◆ Work required: Write each line exactly as it stands, from the line containing "Pick out every instance of the blue sky" through the end of the data.

◆ Given data:
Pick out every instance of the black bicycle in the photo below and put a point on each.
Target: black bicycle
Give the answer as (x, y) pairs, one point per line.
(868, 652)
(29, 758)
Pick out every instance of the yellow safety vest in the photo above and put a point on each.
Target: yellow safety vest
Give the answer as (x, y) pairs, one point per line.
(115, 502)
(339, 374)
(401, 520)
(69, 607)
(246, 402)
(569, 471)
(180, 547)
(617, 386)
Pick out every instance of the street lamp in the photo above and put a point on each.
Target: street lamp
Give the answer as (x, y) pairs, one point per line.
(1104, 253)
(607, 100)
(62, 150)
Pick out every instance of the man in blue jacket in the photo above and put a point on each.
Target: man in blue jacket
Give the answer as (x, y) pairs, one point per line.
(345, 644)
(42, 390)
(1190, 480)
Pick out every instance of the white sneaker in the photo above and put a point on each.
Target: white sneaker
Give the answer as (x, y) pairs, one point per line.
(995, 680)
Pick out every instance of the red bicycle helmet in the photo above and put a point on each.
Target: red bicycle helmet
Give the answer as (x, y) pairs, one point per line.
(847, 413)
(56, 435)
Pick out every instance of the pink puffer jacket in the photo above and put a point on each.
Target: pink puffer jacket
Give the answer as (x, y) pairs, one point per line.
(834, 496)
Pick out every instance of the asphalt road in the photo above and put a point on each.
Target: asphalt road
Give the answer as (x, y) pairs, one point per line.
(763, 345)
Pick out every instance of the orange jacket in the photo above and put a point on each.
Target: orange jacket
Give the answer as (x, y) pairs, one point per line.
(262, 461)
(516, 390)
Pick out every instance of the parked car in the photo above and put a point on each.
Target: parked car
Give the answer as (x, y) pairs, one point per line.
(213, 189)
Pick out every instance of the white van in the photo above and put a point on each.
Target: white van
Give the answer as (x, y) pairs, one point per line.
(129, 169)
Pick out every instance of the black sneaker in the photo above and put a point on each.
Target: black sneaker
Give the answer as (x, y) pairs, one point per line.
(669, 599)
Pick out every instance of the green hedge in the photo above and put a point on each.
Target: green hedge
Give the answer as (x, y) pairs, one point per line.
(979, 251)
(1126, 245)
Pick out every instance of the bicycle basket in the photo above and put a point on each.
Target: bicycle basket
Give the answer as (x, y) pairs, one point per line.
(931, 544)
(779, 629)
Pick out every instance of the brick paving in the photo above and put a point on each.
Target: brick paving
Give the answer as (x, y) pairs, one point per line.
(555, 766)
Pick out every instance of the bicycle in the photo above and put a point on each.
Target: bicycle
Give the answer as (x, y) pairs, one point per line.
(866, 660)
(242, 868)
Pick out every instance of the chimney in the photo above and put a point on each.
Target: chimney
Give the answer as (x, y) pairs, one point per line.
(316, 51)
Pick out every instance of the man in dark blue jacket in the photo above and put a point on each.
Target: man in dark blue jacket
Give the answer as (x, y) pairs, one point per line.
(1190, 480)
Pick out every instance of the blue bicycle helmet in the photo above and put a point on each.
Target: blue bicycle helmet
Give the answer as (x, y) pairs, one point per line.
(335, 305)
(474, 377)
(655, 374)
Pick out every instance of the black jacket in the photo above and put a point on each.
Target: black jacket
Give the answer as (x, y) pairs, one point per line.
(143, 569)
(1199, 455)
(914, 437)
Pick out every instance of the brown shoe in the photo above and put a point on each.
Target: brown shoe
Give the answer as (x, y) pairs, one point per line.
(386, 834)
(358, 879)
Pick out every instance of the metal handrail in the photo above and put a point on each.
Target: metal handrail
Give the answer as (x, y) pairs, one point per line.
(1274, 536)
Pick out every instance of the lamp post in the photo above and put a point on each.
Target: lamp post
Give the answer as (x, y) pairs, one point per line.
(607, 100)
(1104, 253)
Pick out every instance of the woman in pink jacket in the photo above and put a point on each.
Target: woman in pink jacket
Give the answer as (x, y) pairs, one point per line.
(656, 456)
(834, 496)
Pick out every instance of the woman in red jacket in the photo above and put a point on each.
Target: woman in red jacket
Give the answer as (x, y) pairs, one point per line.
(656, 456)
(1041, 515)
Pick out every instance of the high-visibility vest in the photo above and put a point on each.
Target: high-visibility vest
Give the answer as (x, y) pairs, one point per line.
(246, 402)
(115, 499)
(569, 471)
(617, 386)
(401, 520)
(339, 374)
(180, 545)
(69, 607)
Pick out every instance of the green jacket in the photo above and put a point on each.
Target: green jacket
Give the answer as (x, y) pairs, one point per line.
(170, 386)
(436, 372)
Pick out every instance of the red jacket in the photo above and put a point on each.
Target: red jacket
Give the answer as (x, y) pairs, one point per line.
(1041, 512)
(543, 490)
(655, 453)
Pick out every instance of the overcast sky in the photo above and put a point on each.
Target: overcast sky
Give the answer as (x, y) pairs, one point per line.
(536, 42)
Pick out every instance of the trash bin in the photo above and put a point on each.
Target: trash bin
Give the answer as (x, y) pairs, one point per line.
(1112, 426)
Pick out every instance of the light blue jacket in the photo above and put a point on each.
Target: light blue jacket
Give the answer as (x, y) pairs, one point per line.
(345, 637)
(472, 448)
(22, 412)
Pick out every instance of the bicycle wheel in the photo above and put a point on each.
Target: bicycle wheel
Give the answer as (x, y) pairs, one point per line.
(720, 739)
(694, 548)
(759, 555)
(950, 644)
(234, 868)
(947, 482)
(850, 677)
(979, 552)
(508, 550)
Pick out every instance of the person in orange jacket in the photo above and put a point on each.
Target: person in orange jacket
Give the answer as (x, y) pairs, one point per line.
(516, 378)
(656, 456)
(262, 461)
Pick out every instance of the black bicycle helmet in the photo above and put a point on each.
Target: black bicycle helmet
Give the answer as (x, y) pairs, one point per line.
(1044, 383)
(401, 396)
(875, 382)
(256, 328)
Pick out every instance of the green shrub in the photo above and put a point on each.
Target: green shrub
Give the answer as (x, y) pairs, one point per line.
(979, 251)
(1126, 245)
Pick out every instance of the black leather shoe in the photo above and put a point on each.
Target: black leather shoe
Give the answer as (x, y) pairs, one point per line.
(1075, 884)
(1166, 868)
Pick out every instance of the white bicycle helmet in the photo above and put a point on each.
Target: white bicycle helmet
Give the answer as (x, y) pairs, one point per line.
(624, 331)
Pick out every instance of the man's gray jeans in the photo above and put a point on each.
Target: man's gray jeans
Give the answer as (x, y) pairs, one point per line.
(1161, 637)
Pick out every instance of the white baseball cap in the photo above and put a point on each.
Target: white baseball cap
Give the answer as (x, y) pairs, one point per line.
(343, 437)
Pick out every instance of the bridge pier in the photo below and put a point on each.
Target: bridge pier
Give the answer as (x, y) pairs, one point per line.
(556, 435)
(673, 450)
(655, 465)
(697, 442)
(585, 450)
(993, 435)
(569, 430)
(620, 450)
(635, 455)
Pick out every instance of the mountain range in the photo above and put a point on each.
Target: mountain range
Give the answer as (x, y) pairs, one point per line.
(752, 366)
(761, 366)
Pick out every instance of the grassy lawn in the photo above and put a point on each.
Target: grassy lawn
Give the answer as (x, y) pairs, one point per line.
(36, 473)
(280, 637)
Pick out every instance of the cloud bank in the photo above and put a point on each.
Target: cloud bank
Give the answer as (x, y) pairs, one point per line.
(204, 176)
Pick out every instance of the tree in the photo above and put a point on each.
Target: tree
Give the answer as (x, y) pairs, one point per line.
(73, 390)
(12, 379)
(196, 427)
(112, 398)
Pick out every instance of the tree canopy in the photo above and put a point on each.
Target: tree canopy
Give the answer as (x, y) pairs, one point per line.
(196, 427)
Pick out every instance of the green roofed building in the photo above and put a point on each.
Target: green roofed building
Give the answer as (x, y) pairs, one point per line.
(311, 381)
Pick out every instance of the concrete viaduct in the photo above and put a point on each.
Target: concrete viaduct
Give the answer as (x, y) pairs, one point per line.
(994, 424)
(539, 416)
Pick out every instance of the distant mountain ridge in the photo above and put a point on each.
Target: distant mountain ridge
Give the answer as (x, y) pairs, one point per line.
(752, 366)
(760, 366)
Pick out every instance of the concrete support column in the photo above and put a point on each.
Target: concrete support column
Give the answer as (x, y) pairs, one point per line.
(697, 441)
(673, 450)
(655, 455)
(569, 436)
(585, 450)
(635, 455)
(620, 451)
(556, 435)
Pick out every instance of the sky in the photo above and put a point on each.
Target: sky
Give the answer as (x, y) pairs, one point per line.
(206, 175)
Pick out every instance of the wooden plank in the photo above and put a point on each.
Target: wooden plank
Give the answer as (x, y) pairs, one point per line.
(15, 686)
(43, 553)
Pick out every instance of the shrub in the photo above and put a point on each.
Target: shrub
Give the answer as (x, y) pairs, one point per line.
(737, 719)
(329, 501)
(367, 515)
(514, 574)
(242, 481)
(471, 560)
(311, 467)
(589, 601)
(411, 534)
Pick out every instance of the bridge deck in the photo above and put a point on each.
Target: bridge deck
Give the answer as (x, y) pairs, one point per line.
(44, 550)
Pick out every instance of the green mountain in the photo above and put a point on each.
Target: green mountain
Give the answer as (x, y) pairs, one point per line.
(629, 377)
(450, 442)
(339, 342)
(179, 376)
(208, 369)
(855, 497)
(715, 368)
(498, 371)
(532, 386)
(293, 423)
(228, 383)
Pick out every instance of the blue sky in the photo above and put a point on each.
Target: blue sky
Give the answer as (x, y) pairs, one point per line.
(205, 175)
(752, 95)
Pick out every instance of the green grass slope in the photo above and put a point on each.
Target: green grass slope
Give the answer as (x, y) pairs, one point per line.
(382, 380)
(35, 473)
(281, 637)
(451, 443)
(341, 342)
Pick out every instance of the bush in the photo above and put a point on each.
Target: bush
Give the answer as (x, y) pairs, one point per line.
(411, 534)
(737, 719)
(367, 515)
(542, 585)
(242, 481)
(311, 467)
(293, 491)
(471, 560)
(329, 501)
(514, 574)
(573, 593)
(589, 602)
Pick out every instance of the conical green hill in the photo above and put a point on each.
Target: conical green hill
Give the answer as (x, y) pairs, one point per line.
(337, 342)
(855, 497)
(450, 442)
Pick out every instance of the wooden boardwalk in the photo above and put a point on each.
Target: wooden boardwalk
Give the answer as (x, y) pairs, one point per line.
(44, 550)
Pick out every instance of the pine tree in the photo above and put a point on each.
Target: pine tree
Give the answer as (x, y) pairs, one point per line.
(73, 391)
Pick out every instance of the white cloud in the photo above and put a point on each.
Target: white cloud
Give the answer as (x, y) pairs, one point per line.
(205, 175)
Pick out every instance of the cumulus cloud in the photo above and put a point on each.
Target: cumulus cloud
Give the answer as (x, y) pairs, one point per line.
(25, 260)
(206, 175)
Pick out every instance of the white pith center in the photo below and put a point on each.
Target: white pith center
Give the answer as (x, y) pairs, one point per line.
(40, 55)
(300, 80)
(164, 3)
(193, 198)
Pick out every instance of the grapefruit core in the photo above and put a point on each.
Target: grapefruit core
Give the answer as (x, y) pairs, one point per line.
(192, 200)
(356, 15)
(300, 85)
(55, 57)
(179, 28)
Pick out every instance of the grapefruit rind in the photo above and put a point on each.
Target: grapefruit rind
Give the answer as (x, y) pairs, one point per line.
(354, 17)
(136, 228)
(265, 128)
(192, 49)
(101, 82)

◆ Output:
Pick out every instance of the blue sky in the photo above and put a point on each.
Target: blue sky
Give the answer as (x, y) pairs, one point per line.
(205, 175)
(752, 95)
Pick out every instance of the green grass slope in the photo above and put a point on each.
Target: green grass slope
Give the answer as (x, y) pairs, one point per line.
(382, 380)
(35, 473)
(281, 637)
(451, 443)
(341, 342)
Pick out every instance of the bush in the photo above and put a point on each.
Target: bush
Give the answer as (x, y) pairs, one point per line.
(411, 534)
(737, 719)
(367, 515)
(542, 585)
(242, 481)
(311, 467)
(293, 491)
(471, 560)
(329, 501)
(514, 574)
(573, 593)
(589, 602)
Pick out every instance of the conical green hill in the photo above and put a point on each.
Target: conical green hill
Give the answer as (x, y) pairs, one point per line.
(337, 342)
(855, 497)
(450, 442)
Pick out every instance of the wooden boardwalk in the photo above and put a point on each.
Target: wooden boardwalk
Give the answer as (x, y) pairs, one point per line.
(44, 550)
Pick out every instance of the pine tree in the photo above and put a point on each.
Target: pine tree
Give the answer as (x, y) pairs, one point per line.
(73, 391)
Pick out every instance of the white cloud in the photo above and put a point on each.
Target: white cloud
Give the answer as (x, y) pairs, one point per line.
(205, 175)
Pick out every instance of the cumulus cloud in the photo above and put a point on each.
Target: cumulus cloud
Give the answer as (x, y) pairs, one point per line.
(25, 260)
(206, 175)
Pick out every instance of the white pith center in the photo below and put a point on each.
Target: white pith center
Give the answer as (x, y) pairs, one point per line.
(40, 55)
(300, 80)
(164, 3)
(193, 198)
Pick out every instance of the grapefruit core in the photo above and put a point on each.
Target: grapefruit core
Give the answer as (x, y) pairs, one point per line.
(192, 200)
(356, 15)
(300, 85)
(55, 57)
(179, 28)
Pick out every instance of the grapefruit rind in the photo above and put a point on each.
Target: grapefruit rind
Give the answer as (x, y) pairs, one point per line.
(354, 17)
(136, 228)
(265, 128)
(192, 49)
(101, 82)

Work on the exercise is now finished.